[Problem]: From the records below, keep only the lines that contain the string "objects", copying each one unchanged.

--- BEGIN Data for this exercise ---

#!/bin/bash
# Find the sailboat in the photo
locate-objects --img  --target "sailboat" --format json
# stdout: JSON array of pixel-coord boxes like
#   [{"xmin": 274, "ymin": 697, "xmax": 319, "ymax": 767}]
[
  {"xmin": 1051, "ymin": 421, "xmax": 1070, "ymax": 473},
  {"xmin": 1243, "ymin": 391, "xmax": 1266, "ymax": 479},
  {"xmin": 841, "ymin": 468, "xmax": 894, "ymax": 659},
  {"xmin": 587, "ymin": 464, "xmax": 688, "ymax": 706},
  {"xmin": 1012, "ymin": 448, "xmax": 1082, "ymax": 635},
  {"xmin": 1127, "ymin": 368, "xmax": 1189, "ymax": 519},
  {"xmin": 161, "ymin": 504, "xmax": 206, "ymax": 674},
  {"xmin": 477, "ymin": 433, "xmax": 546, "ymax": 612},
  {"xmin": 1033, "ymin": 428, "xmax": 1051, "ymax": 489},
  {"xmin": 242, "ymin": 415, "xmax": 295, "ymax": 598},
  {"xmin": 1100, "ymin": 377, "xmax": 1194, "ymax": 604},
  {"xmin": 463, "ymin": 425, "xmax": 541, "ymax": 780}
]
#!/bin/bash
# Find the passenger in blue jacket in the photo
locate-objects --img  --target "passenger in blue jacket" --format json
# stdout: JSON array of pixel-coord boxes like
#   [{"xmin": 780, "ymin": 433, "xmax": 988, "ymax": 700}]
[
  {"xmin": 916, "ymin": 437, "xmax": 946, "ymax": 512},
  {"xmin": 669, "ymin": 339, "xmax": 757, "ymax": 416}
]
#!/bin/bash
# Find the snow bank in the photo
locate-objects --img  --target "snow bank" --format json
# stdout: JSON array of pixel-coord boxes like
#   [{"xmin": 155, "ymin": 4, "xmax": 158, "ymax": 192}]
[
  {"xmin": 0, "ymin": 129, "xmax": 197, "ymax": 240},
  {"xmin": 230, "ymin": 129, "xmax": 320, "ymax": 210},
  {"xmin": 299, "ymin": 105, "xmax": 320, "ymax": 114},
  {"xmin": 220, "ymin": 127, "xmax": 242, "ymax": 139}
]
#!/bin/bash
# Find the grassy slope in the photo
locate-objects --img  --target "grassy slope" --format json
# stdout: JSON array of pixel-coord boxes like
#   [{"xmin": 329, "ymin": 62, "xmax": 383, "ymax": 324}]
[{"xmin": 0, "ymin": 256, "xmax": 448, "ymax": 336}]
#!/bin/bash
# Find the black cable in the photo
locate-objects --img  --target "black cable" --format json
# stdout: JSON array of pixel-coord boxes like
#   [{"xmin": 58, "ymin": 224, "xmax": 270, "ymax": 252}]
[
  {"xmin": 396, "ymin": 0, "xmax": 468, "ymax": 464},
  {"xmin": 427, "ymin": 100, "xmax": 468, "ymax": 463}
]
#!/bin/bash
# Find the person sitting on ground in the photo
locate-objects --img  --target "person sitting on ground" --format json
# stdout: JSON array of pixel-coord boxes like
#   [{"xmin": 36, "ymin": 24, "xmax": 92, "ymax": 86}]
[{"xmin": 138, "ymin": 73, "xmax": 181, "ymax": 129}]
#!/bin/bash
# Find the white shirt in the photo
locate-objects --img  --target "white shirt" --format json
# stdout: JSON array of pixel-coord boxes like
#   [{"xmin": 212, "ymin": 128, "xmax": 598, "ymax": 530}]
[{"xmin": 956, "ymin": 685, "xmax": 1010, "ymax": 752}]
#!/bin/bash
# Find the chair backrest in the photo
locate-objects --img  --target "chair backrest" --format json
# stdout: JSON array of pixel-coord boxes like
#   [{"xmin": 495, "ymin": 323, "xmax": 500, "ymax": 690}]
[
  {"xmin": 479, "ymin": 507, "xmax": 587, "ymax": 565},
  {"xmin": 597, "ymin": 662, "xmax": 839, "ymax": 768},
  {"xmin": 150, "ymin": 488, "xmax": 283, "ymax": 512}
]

--- END Data for this exercise ---

[The output]:
locate-objects --img  --target "sailboat" --format json
locate-objects --img  --target "passenger in blue jacket" --format json
locate-objects --img  --target "snow bank" --format json
locate-objects --img  --target "grassy slope" --format json
locate-objects --img  --target "black cable" --format json
locate-objects --img  --target "person sitting on ground" --format json
locate-objects --img  --target "white shirt" --format json
locate-objects --img  --target "chair backrest" --format json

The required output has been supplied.